GIVEN DATA START

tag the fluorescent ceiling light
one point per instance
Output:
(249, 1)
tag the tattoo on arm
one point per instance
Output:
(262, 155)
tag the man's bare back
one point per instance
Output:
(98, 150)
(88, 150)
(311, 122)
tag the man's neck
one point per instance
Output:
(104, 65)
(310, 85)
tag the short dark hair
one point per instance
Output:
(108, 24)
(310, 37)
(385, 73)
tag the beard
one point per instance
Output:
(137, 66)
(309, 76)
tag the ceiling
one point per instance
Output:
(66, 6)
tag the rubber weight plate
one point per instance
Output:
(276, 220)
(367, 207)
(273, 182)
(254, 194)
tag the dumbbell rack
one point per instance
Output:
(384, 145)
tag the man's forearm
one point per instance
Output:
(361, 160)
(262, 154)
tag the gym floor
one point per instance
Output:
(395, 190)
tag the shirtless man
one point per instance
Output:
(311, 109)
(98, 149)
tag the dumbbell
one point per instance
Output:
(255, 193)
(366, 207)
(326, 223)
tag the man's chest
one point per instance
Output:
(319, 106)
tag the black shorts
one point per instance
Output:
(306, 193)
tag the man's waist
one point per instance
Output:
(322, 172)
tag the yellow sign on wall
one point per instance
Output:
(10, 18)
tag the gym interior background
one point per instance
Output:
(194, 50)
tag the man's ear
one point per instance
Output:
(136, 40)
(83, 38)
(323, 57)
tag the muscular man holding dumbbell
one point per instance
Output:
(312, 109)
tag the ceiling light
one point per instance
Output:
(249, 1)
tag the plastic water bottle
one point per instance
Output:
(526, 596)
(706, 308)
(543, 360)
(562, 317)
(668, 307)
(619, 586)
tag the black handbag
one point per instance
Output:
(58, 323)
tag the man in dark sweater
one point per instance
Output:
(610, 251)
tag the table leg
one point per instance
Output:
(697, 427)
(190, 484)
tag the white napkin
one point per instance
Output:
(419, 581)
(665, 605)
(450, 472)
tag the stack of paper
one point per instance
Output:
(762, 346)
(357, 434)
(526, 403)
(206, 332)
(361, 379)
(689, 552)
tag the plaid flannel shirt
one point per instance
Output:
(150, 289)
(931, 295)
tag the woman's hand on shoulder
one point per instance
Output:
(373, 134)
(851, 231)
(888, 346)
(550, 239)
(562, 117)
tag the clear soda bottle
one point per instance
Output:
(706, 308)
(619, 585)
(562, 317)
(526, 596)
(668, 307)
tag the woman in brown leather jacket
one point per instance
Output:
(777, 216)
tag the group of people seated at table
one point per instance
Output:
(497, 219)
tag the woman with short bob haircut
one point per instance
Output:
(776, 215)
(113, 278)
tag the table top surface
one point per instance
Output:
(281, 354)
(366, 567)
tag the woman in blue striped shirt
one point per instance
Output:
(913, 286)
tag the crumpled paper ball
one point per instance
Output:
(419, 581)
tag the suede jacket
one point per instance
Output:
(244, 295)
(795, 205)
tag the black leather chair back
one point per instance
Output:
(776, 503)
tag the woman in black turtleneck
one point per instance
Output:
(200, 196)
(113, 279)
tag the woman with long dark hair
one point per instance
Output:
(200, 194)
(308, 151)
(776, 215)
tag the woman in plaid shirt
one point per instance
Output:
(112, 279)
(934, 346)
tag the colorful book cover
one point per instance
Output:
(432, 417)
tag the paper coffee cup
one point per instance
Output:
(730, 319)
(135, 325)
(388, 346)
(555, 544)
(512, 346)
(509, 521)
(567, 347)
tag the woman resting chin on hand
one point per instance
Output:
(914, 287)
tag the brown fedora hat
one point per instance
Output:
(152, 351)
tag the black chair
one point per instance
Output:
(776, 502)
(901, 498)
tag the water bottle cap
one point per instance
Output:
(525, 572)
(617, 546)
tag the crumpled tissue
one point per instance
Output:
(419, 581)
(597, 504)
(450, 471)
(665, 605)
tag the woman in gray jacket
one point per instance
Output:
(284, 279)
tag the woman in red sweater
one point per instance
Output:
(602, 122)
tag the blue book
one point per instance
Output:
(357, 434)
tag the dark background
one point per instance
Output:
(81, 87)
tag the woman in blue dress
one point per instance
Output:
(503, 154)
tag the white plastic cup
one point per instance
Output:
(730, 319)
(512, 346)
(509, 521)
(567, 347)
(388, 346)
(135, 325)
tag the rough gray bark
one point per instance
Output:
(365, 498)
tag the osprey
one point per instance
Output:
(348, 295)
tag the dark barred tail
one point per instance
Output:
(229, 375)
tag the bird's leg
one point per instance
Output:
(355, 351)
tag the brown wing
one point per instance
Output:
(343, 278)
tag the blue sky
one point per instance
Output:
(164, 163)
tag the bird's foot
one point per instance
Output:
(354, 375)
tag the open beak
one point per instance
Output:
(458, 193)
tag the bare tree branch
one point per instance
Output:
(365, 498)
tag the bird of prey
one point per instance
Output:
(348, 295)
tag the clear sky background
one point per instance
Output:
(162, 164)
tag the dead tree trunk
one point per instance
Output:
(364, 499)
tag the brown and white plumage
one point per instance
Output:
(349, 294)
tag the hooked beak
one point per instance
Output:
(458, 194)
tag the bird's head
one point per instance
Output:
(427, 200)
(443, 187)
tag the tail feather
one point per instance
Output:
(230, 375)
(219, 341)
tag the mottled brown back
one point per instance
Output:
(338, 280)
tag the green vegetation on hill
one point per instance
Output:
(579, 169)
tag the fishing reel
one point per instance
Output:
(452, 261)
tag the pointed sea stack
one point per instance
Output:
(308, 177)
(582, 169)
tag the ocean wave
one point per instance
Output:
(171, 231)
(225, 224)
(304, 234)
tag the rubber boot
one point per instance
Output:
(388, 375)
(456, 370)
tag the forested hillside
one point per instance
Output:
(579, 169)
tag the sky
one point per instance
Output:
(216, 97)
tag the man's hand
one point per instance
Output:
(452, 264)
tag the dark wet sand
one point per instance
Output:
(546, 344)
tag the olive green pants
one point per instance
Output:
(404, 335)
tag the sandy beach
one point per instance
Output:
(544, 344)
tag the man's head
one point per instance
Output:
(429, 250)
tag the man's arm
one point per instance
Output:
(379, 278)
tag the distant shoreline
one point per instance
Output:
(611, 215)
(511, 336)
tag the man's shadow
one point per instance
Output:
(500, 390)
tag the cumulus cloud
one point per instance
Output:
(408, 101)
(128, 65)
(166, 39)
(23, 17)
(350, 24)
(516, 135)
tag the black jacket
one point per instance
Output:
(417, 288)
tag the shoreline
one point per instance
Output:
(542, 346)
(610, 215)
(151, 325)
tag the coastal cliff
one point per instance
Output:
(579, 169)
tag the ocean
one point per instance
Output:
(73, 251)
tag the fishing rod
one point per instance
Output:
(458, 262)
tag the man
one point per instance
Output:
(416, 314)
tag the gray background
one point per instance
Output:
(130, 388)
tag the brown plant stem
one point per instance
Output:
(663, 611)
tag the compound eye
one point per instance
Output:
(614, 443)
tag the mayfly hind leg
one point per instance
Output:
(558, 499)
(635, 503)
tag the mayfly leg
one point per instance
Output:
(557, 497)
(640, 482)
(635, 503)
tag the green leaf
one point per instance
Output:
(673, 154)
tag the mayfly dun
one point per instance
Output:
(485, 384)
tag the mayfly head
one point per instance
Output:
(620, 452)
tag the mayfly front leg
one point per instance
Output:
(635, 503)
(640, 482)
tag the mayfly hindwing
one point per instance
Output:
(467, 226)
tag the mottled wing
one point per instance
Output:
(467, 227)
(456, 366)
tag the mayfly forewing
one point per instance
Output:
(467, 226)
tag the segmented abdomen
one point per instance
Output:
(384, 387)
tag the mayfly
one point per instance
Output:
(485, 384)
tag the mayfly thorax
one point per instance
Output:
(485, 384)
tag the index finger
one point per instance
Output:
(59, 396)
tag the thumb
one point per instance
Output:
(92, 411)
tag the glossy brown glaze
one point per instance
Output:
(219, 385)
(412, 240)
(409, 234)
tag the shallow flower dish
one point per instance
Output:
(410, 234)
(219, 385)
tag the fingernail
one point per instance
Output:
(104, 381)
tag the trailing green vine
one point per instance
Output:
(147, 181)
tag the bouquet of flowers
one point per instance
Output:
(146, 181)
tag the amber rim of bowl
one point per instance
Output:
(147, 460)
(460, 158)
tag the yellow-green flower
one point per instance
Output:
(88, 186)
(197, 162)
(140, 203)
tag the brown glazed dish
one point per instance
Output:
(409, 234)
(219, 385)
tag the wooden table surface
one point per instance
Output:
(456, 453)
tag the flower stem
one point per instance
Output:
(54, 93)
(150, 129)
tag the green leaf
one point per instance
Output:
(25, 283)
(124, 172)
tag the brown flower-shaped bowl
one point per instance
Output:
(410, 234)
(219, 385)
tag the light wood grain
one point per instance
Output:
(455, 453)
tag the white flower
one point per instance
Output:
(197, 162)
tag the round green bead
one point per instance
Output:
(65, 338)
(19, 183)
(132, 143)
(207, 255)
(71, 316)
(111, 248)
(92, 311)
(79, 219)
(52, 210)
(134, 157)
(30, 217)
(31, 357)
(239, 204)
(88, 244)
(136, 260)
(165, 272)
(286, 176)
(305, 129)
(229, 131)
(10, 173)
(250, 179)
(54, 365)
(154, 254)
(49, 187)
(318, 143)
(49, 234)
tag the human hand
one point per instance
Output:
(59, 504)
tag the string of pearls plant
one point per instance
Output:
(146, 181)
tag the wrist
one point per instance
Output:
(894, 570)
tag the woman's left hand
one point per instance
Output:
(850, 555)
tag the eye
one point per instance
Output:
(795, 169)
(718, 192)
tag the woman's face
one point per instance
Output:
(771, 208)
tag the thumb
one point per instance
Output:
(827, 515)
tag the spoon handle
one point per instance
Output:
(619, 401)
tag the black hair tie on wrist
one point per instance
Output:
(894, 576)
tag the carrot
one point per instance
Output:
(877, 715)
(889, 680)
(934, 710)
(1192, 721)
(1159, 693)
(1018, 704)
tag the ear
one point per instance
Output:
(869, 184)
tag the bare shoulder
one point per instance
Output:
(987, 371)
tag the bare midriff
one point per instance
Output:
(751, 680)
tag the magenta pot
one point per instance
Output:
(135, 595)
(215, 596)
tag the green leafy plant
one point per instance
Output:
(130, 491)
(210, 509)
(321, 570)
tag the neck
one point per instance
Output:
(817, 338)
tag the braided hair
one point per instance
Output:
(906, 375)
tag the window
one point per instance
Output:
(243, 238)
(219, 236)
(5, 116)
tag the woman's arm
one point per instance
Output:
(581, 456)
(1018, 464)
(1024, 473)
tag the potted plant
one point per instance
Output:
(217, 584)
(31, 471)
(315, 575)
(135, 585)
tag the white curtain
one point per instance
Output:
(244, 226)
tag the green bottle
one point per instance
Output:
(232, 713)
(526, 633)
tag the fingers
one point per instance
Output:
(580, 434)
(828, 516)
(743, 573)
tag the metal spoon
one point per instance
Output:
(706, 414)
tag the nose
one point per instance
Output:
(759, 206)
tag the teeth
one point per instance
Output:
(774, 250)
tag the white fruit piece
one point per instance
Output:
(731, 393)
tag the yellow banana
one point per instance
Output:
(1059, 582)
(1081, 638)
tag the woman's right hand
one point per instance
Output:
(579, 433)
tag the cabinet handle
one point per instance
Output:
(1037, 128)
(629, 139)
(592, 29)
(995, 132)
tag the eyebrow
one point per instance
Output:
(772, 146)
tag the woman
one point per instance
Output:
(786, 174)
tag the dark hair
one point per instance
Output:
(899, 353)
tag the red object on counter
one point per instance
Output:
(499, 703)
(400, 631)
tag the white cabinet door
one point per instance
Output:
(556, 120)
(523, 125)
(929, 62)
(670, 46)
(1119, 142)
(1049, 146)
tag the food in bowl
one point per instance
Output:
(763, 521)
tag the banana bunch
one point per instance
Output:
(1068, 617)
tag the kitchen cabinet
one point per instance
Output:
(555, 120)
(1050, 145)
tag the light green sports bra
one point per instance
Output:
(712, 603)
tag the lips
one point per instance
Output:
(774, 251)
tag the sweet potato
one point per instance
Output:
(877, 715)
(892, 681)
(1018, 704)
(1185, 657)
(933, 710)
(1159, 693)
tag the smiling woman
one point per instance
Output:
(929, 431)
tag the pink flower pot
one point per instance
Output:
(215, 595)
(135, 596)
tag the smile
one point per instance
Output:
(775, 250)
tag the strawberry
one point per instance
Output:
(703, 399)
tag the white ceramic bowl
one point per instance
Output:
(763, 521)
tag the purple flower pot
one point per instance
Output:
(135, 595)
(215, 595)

GIVEN DATA END

* ASSIGNED TASK: How many lines of the listing above hold "dish"? Answer with the number alone.

* EXERCISE RESPONSE: 2